EXTRACT>

Hawley plays a mixture of ballads with more straightforwardly rockier stuff. Topics covered include walking home pissed in Sheffield, a comparison of the vastness of the universe with the equal enormity of human subjectivity, and a couple of murders. Now and then he veers into psychedelia or new wave, but never strays too far from a kind of northern English Americana: Get Carter at an Everly Brothers reunion, if you will. Whatever he plays, Hawley is absolutely enthralling tonight, completely in command.
He’s backed by a great band and there are some thoughtful arrangements in evidence. If Hawley is an enthusiastic exponent of the guitar solo, he’s also got one eye on the detail of what’s going on around him.

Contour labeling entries
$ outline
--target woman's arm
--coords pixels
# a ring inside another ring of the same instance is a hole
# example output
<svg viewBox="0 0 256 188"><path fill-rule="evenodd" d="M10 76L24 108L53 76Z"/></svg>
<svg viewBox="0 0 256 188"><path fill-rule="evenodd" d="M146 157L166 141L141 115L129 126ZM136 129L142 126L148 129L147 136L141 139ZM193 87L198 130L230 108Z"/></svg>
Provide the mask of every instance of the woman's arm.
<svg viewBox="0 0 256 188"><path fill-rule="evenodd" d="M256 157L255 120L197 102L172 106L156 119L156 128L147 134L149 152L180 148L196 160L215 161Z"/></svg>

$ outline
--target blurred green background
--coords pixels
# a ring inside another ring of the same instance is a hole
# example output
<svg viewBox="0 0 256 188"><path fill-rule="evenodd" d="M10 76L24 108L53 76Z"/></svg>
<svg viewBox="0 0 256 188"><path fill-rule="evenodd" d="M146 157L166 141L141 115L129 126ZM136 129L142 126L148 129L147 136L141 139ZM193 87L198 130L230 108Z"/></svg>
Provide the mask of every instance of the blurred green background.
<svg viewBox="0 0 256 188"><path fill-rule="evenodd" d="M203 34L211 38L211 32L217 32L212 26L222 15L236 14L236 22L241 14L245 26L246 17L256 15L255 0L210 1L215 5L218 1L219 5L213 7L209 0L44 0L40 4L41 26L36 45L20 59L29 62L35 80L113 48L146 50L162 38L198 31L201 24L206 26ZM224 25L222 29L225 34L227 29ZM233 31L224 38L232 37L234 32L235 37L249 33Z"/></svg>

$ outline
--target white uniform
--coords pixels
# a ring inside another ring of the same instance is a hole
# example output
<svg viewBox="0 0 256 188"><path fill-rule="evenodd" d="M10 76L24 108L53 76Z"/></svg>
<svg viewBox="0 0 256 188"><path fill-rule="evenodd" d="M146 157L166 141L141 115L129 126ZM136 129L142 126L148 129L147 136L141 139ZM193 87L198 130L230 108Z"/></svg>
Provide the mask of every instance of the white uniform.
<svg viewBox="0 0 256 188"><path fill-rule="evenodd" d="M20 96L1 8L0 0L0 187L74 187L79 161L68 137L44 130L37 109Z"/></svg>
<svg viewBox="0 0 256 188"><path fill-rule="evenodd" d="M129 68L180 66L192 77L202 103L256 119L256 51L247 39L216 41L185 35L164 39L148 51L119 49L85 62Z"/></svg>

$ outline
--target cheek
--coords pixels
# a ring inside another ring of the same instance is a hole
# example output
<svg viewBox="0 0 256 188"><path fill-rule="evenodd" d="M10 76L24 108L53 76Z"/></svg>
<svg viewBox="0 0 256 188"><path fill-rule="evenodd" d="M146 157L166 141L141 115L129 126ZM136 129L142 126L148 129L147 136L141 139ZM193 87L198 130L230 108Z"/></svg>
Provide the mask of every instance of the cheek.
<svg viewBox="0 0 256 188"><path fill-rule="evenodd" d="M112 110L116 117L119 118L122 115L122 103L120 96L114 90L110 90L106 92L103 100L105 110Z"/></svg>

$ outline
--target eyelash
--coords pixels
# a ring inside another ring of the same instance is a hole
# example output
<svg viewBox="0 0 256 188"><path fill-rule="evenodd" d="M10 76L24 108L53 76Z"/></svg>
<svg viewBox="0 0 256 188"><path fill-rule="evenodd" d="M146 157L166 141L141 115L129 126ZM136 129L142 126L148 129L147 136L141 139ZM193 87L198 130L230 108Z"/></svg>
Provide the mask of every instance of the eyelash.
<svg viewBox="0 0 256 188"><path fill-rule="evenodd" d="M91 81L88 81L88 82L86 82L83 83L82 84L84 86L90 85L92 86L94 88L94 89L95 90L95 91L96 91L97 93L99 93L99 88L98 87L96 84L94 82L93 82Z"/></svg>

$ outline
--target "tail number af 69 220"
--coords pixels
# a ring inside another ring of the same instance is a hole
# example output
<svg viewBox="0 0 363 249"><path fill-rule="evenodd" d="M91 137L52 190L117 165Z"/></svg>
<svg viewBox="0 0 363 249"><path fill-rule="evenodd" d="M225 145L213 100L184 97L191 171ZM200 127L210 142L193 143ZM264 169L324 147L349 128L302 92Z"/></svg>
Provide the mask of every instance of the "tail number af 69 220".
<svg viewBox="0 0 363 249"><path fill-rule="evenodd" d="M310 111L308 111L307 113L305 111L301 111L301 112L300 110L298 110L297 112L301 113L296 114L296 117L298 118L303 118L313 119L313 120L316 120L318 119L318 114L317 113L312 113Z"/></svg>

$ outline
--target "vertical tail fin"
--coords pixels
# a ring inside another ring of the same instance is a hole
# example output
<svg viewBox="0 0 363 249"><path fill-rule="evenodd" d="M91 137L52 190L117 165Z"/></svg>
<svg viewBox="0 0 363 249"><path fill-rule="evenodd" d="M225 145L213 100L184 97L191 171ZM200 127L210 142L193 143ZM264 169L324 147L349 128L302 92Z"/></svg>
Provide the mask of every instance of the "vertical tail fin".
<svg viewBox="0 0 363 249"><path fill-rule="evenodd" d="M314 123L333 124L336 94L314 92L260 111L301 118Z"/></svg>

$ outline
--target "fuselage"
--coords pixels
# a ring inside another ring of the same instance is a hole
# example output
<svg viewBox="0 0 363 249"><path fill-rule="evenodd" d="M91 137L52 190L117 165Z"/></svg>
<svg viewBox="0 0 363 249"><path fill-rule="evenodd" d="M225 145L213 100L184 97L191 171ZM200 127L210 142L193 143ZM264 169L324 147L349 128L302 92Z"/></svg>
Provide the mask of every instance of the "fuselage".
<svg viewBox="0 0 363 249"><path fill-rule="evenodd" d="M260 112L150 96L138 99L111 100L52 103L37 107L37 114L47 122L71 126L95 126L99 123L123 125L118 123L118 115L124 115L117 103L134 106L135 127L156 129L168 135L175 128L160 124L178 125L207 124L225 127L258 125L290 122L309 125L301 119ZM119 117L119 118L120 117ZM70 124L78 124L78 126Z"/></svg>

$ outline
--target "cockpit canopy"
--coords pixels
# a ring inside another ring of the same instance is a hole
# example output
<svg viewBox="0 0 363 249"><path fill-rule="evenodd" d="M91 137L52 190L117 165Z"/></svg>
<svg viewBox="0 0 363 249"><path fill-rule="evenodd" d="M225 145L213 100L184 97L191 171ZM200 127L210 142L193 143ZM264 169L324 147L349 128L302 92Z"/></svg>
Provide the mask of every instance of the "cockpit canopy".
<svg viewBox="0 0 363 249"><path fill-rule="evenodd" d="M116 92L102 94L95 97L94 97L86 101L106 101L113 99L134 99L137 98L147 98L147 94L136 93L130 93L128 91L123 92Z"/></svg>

PROBLEMS AND TASKS>
(A) Write out the records from their very first line down through the line containing "Provide the mask of every instance of the woman's", including both of those lines.
(B) Extend the review of Hawley's concert past its last sentence.

SOLVED TASKS>
(A)
$ outline
--target woman's arm
--coords pixels
# a ring inside another ring of the same instance is a hole
# example output
<svg viewBox="0 0 256 188"><path fill-rule="evenodd" d="M10 76L24 108L53 76Z"/></svg>
<svg viewBox="0 0 256 188"><path fill-rule="evenodd" d="M146 157L166 141L141 115L129 126ZM136 129L142 126L148 129L147 136L141 139ZM193 87L198 130L230 108Z"/></svg>
Provide the mask of every instance of the woman's arm.

(B)
Hawley also has an inordinate number of guitars to share with us – keeping the techs busy as he croons his way from one apparently effortlessly great song to the next – and a sign that says ‘Welcome to Sheffield’. The city inspired his latest album’s title track, which he performs as part of the encore: by then, he’s reminded us that his wife comes from Cardiff and noted the historical and sociocultural parallels between south Wales and the industrial north of England, before playing what he describes as possibly the quietest song he’s ever written.
In This City They Call You Love thus takes on a metaphysical quality: the generalised, polite plural ‘you’ of the song transmogrified by this alchemical figure of speech into the living embodiment of Eros. Or perhaps it’s all just a way of talking, that’s the mystery of it.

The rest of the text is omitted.